• [Enunciado] Repita literalmente a parte do relato sobre a salada tailandesa de ovos fritos que vai de "Alguns registros, como" a "recordo daquele momento.", com essas duas passagens incluídas.

─── Trecho fornecido ───

Há uns meses reencontrei uma paixão antiga. Daquelas que não sei por que se perderam ao longo do caminho, mas que não abandono mais nesta vida. A primeira vez que comi esta salada tailandesa de ovos fritos foi na virada de 2012 para 2013, Léo e eu estávamos pela primeira vez no Sudeste Asiático. Mais precisamente em algum lugar perto da impronunciável (e linda) Phang Nga, no sul da Tailândia. E foi uma surpresa total. A gente tinha passado um perrengue até chegar ali e a preocupação era em não perder o barco daquela tarde. Nem tínhamos, na verdade, expectativa em conseguir almoçar. Muito menos uma refeição que fosse tão memorável. Os tempos ainda eram outros, a gente não andava com o celular a tiracolo nem fotografava tanto comida como hoje. Pena que não tenho foto do prato.
Alguns registros, como esse, ficavam apenas nas histórias que guardamos no peito, flashes de cores, cheiros, sabores, barulhos, sensações, movimentos. Na minha cabeça tenho clara a cena de a gente sentando aliviado na mesa do restaurante, aquela sensação de “ufa, conseguimos chegar” e pedindo uma água para matar a sede depois de umas duas horas de estrada numa van lotada. E daí me lembro da garçonete, que não falava inglês e devia estar estranhando aqueles turistas desavisados ali, gesticulando e se esforçando para nos entender. Misturado a isso, me vem o barulho da TV ligada no noticiário local, junto da sensação do calor do corpo em contato com o plástico que cobria a mesa. De repente, a surpresa ao perceber que o cardápio não tinha tradução. Tenho uma mistura de microcenas assim na minha cabeça quando me recordo daquele momento.
Mesmo sabendo que não teria a fotografia do prato, teimei em achar algum registro, percorri meus arquivos no computador até encontrar a foto do restaurante. Simples, simples e nada turístico, como pode perceber. O banheiro era até mesmo no padrão oriental, com um buraco no chão em vez de vaso (e fica limpo!), algo incomum nos restaurantes das cidades mais movimentadas do país. Ali era como se fosse um restaurante de uma cidadezinha no interior do Brasil, sabe? Com aquela comida bem típica, caseira, maravilhosa.

─── Registros listados ───

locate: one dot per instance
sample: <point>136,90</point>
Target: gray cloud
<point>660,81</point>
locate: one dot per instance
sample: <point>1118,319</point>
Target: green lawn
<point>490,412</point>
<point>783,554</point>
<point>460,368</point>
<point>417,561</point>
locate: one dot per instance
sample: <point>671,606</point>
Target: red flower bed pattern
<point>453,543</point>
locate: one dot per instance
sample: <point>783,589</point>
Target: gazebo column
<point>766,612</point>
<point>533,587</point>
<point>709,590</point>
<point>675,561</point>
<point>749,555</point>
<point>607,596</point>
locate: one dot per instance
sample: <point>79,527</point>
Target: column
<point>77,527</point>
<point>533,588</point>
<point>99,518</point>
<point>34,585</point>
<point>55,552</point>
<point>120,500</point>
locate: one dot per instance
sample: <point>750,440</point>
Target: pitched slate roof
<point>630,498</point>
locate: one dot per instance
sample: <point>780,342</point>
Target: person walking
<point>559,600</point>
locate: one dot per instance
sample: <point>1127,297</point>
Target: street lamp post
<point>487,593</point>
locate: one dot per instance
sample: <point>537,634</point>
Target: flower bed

───

• [Resposta desenvolvida]
Alguns registros, como esse, ficavam apenas nas histórias que guardamos no peito, flashes de cores, cheiros, sabores, barulhos, sensações, movimentos. Na minha cabeça tenho clara a cena de a gente sentando aliviado na mesa do restaurante, aquela sensação de “ufa, conseguimos chegar” e pedindo uma água para matar a sede depois de umas duas horas de estrada numa van lotada. E daí me lembro da garçonete, que não falava inglês e devia estar estranhando aqueles turistas desavisados ali, gesticulando e se esforçando para nos entender. Misturado a isso, me vem o barulho da TV ligada no noticiário local, junto da sensação do calor do corpo em contato com o plástico que cobria a mesa. De repente, a surpresa ao perceber que o cardápio não tinha tradução. Tenho uma mistura de microcenas assim na minha cabeça quando me recordo daquele momento.